## WHAT THE EXERCISE ASKS
When the line containing "If you could mark the wooden railing" appears in the data below, begin copying there and stop only after the line containing "If you could mark the man".

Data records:
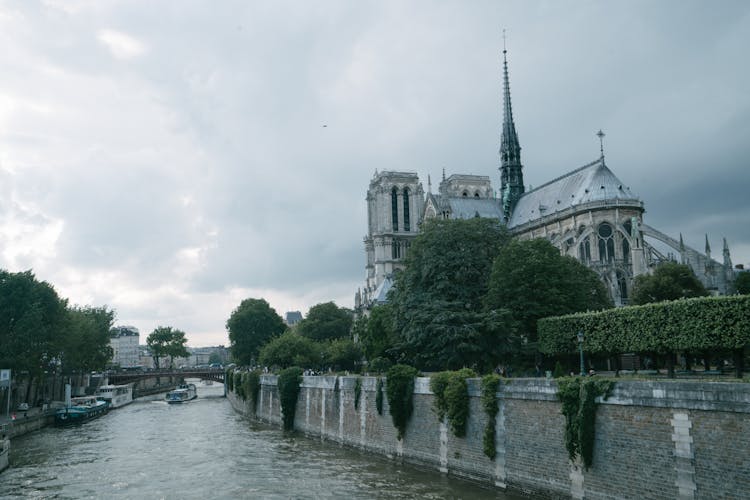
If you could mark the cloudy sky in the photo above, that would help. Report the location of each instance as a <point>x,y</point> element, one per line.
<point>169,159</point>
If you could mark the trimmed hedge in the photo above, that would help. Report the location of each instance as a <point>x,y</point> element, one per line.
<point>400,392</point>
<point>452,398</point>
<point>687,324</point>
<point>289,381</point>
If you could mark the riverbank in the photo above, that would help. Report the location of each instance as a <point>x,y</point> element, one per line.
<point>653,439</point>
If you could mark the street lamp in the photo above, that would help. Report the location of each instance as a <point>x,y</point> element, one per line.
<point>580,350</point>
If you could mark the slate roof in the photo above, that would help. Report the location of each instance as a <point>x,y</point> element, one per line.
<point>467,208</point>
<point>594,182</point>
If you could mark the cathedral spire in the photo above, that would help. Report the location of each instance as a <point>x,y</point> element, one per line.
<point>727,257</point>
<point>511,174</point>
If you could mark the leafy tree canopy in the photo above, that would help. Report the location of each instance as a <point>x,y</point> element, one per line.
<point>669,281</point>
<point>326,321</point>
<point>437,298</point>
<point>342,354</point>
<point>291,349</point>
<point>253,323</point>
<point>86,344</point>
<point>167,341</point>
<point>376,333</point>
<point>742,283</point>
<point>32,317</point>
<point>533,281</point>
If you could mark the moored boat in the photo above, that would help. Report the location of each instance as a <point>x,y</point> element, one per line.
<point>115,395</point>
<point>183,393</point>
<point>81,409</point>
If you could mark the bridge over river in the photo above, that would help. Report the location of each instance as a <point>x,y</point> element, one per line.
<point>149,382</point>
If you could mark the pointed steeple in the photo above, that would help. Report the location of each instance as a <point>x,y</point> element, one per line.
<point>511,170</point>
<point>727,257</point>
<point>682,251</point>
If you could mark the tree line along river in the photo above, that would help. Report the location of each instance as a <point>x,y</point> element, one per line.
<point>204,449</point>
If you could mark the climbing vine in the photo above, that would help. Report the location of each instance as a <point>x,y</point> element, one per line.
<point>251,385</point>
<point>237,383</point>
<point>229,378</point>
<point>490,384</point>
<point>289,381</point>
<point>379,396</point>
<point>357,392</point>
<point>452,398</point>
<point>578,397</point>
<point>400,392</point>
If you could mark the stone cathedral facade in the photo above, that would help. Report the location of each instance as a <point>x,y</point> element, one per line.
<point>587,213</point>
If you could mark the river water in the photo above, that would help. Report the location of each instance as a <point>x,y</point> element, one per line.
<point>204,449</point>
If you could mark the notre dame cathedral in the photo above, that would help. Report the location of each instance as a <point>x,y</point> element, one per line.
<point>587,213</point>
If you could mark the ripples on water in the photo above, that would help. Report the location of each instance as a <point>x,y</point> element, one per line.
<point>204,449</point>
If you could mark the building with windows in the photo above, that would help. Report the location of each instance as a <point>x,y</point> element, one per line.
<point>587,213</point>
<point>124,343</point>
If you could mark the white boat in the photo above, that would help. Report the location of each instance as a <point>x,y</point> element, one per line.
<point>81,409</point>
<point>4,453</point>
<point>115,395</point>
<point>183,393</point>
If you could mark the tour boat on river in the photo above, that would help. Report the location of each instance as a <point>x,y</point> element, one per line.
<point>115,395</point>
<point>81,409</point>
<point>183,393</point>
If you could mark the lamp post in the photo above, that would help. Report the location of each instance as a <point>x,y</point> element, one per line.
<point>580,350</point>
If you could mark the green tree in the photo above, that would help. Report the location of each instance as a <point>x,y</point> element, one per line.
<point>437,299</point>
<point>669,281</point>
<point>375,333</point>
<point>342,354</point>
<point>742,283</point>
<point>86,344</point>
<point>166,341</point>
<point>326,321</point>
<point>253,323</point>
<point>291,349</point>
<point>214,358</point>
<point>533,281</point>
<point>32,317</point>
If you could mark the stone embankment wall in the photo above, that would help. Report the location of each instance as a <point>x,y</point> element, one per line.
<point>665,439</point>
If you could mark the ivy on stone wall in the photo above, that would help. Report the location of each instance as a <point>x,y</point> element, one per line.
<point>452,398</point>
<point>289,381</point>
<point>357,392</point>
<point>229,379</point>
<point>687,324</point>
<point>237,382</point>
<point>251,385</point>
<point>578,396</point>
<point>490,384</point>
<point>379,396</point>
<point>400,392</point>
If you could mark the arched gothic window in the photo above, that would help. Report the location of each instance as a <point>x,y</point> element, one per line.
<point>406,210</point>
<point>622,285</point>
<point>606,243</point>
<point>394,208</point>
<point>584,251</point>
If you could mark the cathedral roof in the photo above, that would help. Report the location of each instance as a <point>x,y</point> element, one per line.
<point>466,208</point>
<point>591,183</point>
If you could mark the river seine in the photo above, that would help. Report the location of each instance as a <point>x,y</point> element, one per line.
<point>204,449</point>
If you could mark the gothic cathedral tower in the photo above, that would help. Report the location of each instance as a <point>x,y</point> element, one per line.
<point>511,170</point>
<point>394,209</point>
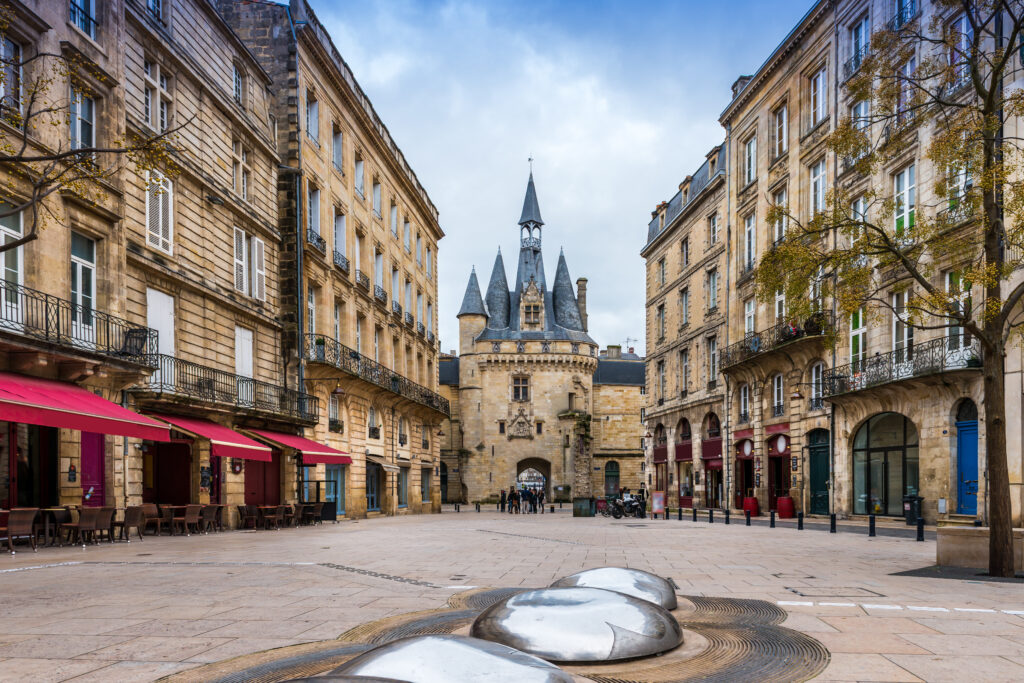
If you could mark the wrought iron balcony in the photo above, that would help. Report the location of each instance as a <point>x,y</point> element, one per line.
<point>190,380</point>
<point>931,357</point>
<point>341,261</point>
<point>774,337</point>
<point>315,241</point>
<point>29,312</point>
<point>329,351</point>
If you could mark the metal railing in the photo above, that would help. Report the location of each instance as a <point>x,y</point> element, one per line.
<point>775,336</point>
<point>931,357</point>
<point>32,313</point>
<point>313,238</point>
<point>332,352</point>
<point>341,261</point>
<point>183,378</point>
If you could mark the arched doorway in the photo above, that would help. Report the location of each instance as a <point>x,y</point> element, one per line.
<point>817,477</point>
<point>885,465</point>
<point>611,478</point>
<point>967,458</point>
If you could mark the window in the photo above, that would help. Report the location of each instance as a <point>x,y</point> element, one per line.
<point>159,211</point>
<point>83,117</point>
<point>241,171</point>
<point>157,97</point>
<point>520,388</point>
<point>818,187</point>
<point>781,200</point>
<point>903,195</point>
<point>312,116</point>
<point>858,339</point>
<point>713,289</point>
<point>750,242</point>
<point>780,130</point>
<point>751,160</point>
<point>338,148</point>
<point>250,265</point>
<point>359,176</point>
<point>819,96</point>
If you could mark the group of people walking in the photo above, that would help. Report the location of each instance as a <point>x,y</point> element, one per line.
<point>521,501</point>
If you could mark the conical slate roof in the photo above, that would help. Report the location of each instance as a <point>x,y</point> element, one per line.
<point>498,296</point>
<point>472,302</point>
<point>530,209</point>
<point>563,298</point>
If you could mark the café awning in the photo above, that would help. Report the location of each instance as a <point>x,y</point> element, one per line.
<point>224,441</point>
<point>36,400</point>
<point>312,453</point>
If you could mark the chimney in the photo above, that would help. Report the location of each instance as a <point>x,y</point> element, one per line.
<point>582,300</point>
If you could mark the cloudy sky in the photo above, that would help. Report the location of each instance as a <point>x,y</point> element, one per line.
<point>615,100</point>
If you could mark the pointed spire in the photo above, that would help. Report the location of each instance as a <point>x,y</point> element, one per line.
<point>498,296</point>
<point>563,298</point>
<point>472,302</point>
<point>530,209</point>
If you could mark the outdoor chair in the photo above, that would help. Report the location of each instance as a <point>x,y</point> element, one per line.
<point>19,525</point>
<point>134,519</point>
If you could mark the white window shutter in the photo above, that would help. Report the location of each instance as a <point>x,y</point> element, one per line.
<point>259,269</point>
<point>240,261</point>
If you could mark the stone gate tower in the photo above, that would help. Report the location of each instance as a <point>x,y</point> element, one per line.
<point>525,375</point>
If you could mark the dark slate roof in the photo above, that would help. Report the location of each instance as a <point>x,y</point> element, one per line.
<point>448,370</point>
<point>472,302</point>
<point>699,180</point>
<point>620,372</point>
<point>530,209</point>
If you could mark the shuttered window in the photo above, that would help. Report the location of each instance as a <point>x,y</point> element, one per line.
==
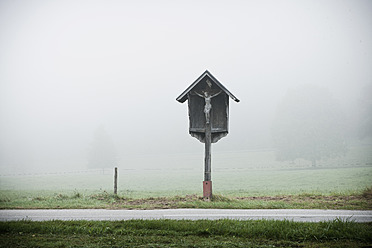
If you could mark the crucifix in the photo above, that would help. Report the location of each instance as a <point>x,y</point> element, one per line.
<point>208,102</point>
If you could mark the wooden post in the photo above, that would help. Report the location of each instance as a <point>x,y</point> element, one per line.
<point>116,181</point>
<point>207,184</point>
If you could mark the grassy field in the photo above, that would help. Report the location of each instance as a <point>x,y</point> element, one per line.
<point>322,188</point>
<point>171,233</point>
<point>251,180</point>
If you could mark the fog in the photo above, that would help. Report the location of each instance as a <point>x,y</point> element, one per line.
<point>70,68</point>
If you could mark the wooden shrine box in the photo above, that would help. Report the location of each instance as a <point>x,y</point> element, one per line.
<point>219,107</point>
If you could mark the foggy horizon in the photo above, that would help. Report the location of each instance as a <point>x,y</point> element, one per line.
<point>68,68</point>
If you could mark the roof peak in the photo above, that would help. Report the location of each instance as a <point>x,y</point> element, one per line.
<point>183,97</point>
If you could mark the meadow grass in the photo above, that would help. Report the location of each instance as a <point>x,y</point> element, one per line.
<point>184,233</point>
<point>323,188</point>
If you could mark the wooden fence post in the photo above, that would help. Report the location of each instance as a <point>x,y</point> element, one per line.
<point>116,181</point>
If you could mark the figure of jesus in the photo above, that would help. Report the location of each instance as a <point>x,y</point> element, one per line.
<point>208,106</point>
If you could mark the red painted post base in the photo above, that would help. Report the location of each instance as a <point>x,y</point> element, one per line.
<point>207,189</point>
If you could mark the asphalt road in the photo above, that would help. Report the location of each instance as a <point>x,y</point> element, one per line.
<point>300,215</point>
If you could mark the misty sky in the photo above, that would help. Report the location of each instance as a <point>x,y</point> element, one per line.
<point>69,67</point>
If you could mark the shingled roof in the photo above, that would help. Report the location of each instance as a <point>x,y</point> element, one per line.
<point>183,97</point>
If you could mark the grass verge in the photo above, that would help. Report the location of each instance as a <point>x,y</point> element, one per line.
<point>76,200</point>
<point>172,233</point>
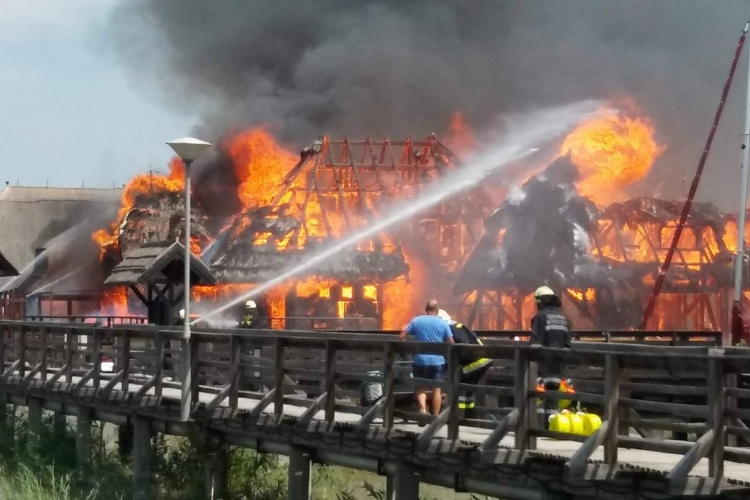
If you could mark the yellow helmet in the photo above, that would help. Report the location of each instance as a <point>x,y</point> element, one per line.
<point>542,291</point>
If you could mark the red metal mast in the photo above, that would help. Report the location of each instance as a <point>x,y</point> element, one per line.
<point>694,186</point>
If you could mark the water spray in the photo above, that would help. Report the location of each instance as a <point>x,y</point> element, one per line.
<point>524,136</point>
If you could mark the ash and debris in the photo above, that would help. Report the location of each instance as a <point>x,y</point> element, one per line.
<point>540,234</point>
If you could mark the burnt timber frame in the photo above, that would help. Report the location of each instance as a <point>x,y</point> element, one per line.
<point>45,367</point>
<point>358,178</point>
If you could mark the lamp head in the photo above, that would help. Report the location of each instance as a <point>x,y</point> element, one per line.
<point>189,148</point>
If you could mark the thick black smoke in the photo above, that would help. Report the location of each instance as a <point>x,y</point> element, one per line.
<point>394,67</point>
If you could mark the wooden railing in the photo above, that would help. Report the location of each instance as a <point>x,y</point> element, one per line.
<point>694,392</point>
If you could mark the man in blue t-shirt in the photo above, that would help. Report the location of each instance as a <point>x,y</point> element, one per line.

## WRITTEN SOLUTION
If you could mark the wooden railing in the photo above, that would help. Report the location of each instance as a <point>x,y</point> element, one per line.
<point>694,392</point>
If you could mark the man in blue t-shirt in the photo above, that would help. Report the location of each instance as a <point>x,y</point> element, one per line.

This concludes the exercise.